**Exercise task:**
Answer these questions using the article below about the song "Don't Say Yes Until I Finish Talking."
1. In which episode of Smash is the song introduced?
2. Who plays Darryl Zanuck when the song is performed in "Previews"?
3. What earlier work has the same title as the song?

BEGIN Selection

"Don't Say Yes Until I Finish Talking" is an original song introduced in the tenth episode of the musical TV series Smash, entitled "Understudy". The song is written by Marc Shaiman and Scott Wittman, but in the show's universe, it is written by the songwriting team of Tom Levitt (Christian Borle) and Julia Houston (Debra Messing) for their Marilyn Monroe musical Bombshell.

In "Understudy", the song is performed by Tom Levitt and the male members of the ensemble of Bombshell. Tom subs in for the actor playing Darryl Zanuck in the number.

The song is performed again in the fourteenth episode of the first season, "Previews", with an unnamed actor (Marc Kudisch) playing Darryl Zanuck performing the song with the male members of the ensemble during one of the Boston previews.

The song was initially released as a single from iTunes and Amazon.com's MP3 store and is currently available as a track on the cast album Bombshell.

Production
The title of the song is the same as the title of a 1971 biography of the director and producer Darryl F. Zanuck.

Katty At Law describes the piece as an "all-male number, taking place in a locker room with all the dancer boys wearing towels and yapping about how Marilyn is a pain-in-the-ass tomato." Playbill.com comments that the chorus "play cronies and yes men."

END Selection
BEGIN Dataset excerpt

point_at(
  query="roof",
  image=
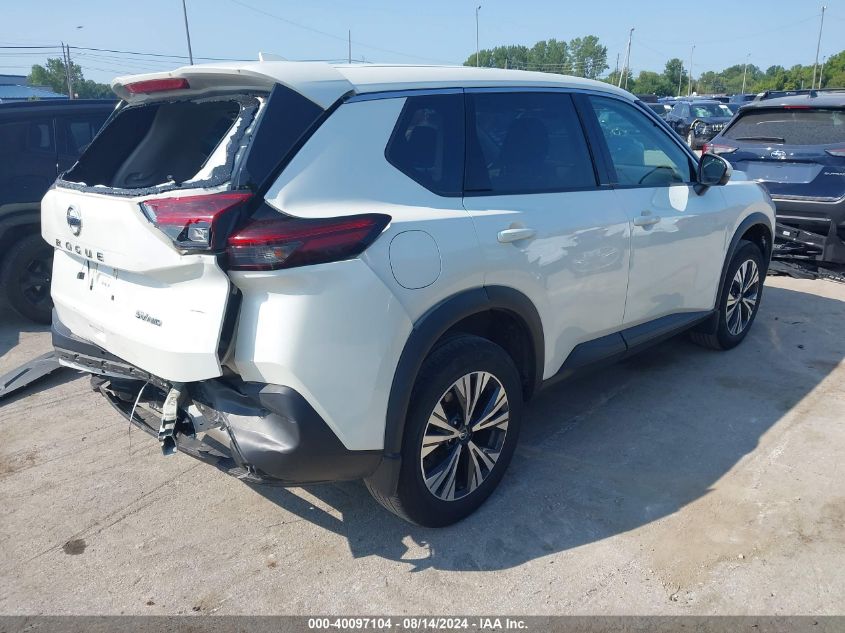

END Dataset excerpt

**Exercise solution:**
1. The tenth episode, "Understudy."
2. An unnamed actor played by Marc Kudisch.
3. A 1971 biography of director and producer Darryl F. Zanuck.